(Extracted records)
====
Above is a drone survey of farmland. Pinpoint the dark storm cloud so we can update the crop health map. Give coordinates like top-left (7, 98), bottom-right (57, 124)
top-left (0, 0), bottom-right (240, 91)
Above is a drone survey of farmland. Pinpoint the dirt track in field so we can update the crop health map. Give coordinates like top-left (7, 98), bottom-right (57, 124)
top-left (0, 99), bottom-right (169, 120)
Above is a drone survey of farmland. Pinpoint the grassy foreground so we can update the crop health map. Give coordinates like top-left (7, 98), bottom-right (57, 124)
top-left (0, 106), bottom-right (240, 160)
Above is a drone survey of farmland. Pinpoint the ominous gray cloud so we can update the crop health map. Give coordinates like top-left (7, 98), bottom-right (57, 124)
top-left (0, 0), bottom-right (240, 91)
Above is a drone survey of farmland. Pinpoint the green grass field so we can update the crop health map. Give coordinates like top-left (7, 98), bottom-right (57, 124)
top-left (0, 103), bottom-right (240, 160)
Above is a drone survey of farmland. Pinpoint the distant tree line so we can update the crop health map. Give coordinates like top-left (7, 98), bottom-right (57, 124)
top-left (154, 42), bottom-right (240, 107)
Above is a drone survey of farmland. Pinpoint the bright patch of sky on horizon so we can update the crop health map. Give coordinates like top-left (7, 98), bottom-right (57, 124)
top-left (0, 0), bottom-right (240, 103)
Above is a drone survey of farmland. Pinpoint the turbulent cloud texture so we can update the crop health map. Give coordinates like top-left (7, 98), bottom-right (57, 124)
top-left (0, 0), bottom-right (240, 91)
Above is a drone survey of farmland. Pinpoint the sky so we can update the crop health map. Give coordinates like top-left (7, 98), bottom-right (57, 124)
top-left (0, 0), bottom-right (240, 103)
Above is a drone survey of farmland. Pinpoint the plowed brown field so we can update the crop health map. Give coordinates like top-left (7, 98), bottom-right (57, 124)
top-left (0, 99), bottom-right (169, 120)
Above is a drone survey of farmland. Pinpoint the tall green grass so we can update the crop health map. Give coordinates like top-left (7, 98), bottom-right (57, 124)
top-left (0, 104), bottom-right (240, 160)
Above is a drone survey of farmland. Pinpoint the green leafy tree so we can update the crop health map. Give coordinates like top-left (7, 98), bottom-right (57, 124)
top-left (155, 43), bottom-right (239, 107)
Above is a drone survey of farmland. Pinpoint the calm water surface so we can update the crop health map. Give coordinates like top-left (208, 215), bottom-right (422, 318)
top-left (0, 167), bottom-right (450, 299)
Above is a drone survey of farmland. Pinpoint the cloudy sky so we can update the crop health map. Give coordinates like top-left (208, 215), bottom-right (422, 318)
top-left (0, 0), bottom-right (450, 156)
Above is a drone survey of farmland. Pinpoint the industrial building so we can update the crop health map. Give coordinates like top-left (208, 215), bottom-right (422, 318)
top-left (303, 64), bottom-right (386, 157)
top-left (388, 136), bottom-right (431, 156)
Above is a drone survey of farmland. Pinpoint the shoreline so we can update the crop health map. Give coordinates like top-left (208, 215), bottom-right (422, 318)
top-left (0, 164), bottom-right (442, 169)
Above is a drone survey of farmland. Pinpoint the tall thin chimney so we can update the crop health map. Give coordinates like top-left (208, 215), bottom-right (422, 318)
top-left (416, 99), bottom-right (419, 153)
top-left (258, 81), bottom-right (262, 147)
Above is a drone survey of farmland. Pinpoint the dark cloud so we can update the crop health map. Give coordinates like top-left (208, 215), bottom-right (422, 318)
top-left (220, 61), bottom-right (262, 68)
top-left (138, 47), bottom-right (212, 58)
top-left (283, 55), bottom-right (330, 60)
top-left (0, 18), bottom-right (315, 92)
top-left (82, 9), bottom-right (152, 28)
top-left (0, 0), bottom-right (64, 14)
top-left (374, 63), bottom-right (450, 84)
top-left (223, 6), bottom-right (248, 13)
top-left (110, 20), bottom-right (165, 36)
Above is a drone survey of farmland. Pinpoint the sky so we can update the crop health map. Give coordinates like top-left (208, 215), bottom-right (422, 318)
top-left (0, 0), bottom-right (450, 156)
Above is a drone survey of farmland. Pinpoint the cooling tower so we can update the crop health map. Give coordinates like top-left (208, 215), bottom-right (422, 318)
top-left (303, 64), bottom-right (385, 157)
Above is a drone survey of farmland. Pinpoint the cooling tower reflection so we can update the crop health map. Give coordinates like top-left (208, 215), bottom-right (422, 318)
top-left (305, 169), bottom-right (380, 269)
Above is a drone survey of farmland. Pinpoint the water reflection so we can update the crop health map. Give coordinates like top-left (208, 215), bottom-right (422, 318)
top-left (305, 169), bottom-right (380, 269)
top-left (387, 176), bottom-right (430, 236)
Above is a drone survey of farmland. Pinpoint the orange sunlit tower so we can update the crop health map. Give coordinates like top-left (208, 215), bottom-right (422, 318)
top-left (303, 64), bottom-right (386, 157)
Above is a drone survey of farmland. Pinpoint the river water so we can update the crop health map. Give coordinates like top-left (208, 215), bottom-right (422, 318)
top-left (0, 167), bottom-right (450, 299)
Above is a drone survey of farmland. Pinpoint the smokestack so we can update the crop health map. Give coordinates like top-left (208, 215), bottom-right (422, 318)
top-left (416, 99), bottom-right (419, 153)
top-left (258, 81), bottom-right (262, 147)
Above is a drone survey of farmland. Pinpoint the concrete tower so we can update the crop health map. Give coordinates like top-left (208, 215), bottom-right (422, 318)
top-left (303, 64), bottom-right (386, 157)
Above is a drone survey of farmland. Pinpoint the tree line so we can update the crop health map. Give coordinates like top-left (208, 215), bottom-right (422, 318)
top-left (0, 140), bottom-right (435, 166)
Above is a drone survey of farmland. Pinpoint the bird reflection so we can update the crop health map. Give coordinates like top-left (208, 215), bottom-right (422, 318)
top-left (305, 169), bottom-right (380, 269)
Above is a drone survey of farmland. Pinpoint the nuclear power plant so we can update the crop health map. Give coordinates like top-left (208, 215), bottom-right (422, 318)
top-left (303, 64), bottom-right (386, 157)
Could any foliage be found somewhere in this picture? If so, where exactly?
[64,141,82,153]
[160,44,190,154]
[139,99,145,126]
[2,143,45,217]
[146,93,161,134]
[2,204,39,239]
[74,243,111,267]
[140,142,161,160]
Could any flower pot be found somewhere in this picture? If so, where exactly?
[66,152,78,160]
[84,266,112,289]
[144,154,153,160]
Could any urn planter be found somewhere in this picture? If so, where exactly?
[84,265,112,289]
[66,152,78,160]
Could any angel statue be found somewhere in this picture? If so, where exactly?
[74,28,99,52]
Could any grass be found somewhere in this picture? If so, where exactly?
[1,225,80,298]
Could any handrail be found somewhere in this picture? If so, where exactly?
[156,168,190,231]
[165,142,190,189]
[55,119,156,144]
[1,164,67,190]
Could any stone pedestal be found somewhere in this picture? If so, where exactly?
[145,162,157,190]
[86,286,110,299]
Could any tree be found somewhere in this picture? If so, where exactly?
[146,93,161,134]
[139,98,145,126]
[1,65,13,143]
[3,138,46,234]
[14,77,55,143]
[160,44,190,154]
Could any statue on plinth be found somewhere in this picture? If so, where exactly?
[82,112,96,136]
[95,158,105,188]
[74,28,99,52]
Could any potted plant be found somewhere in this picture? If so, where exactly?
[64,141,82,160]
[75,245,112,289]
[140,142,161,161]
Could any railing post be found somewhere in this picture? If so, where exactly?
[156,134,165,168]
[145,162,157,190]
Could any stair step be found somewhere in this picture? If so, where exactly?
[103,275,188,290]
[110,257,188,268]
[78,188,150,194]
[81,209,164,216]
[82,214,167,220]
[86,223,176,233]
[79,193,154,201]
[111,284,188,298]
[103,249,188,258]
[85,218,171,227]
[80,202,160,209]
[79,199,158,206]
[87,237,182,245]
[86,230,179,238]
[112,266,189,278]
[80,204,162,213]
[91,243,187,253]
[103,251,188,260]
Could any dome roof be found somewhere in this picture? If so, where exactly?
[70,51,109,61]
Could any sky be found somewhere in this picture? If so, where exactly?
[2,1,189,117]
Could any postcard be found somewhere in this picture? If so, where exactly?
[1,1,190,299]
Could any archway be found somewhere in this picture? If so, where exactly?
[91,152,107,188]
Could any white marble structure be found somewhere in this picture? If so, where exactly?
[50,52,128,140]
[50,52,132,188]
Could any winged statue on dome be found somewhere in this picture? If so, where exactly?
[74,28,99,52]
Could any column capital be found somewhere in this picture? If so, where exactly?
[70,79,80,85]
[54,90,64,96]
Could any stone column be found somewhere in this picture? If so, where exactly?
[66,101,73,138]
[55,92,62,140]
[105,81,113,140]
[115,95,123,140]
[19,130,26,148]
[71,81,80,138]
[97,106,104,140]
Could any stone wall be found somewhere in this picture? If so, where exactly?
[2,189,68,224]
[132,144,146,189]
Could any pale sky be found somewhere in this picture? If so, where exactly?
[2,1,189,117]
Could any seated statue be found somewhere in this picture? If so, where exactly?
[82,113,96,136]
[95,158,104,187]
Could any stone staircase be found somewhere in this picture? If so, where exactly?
====
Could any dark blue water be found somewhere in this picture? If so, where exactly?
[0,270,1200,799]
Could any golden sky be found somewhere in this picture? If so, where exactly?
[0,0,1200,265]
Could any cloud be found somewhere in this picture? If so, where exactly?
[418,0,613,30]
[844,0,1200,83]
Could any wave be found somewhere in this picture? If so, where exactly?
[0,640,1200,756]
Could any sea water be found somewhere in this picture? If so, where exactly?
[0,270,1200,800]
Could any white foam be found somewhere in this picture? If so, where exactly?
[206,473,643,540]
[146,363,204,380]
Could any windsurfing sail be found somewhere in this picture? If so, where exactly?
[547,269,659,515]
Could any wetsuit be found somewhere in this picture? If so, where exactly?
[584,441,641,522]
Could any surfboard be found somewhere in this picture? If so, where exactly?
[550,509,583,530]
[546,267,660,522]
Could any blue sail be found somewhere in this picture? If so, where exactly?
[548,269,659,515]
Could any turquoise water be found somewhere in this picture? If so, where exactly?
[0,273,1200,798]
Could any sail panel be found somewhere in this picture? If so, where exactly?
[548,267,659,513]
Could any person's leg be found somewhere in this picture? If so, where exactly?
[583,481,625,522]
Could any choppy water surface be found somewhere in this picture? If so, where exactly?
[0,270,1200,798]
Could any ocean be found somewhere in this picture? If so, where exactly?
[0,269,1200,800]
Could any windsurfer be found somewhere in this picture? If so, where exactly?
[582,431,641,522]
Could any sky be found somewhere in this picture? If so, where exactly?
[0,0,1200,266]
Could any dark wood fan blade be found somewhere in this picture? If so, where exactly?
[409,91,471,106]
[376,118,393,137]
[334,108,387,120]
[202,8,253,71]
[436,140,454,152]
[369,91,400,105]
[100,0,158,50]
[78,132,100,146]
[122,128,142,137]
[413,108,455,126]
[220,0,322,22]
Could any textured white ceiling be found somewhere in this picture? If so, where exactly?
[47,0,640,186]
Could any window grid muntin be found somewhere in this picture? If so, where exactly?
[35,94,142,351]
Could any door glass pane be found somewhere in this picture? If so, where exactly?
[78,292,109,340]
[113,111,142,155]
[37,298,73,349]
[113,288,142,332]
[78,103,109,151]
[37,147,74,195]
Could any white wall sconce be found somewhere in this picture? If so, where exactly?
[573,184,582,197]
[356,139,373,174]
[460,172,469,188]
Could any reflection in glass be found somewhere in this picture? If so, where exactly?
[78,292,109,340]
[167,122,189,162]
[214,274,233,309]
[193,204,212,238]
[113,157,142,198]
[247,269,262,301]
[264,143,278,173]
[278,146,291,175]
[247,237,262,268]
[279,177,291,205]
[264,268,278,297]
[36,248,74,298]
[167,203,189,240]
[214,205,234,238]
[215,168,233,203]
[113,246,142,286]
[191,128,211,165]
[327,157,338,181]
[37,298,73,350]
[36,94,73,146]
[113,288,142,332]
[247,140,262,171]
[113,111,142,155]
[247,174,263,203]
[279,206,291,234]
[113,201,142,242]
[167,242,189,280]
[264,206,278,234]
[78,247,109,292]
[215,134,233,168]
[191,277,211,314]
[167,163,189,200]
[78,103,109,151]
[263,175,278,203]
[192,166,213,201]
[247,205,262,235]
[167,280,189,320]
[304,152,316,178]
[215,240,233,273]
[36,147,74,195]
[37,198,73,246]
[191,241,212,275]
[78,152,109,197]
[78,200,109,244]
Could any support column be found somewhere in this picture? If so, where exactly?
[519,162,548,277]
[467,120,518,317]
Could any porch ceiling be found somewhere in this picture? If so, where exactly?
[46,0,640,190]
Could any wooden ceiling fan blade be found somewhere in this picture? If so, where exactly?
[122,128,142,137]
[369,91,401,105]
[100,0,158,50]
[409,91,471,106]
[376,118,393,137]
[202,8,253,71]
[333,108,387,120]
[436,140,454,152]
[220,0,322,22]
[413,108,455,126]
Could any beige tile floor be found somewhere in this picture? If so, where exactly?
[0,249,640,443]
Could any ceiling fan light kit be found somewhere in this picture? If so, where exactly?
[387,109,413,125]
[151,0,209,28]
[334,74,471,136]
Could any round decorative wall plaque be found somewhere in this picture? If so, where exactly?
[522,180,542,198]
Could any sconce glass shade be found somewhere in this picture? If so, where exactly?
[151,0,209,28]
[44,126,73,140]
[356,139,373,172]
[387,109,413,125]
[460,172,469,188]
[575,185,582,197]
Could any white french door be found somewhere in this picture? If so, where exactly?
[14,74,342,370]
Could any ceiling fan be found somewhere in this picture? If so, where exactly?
====
Which lines in the items contain the string "blue"? List each of those lines in full, and treat uppercase and lowercase as different.

Could any dark blue water be found somewhere in this picture? If so, where exactly?
Could any blue sail be found somewhere in this picture? If so, where exactly?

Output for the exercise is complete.